▶ _PROBLEM TO SOLVE_:
Please rewrite the listing, swapping "player's leg" for "player's foot" and leaving everything else untouched.

>> begin

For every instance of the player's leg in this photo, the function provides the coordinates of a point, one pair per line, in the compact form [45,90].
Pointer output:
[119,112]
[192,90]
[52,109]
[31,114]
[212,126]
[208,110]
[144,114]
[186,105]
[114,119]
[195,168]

>> end

▶ _REPLY_:
For every instance of the player's foot in this photo, the function provides the coordinates of a point, one pair per line, in the compact form [45,90].
Pointer output:
[119,112]
[192,90]
[52,109]
[31,114]
[212,126]
[208,110]
[144,114]
[186,105]
[114,119]
[195,168]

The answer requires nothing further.